▶ _PROVIDED DATA_
════════

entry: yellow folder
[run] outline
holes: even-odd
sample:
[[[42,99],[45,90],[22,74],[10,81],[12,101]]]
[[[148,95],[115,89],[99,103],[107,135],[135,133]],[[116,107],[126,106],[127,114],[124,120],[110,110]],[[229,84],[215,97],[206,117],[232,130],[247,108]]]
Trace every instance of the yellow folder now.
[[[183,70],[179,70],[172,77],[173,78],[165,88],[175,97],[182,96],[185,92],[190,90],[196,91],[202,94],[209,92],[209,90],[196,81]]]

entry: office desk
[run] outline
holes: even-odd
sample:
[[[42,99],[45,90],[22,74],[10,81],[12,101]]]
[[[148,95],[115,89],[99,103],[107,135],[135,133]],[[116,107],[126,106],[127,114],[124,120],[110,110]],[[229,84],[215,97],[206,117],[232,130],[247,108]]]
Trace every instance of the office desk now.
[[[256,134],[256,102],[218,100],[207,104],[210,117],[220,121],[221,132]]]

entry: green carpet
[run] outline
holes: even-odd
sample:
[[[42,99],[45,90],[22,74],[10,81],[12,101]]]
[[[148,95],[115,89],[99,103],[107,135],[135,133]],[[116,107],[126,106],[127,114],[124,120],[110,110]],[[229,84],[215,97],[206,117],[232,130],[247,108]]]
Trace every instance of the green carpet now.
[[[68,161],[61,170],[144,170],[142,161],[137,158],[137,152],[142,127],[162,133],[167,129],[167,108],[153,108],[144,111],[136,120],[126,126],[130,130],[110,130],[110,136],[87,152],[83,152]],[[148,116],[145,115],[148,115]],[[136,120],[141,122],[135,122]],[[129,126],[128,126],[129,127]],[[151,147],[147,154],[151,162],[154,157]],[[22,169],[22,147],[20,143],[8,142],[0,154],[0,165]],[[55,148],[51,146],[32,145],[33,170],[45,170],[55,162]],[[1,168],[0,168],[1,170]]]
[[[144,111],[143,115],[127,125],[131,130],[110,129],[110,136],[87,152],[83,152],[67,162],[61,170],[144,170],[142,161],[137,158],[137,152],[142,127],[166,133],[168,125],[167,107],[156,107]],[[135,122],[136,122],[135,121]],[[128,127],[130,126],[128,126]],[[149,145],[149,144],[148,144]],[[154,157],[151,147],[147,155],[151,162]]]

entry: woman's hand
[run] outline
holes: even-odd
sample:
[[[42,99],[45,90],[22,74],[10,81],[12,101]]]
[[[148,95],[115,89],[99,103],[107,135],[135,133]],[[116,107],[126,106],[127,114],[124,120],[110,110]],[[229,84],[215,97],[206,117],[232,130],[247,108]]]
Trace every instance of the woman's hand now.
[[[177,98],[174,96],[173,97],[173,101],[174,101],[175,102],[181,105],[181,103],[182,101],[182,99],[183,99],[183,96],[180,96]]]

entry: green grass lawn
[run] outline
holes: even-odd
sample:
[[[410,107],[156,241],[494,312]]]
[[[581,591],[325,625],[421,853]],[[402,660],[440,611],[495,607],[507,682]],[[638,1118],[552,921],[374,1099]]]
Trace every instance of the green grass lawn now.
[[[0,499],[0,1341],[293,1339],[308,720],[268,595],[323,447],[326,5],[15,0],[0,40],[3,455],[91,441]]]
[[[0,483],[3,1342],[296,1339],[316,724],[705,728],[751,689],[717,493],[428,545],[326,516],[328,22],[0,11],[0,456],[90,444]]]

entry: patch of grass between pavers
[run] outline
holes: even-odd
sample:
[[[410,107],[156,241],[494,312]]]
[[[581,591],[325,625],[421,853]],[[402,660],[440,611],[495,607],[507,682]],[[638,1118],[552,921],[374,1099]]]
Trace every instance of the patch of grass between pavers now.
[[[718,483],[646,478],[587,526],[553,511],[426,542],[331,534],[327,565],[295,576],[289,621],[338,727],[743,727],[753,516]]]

════════

▶ _PROBLEM_
Rewrite the lines from the one containing "entry: patch of grass between pavers" through the one containing "Trace every instance of the patch", both included, as a Markdown table with the columns Row and Line. Number each line in order and leave out any blank lines.

▶ _EXERCISE OUTPUT_
| Row | Line |
|---|---|
| 1 | entry: patch of grass between pavers |
| 2 | [run] outline |
| 3 | holes: even-odd |
| 4 | sample: |
| 5 | [[[410,107],[156,241],[494,312]]] |
| 6 | [[[581,591],[325,625],[421,853]],[[402,660],[440,611],[495,607],[507,682]],[[638,1118],[552,921],[374,1099]]] |
| 7 | Trace every instance of the patch of grass between pavers now. |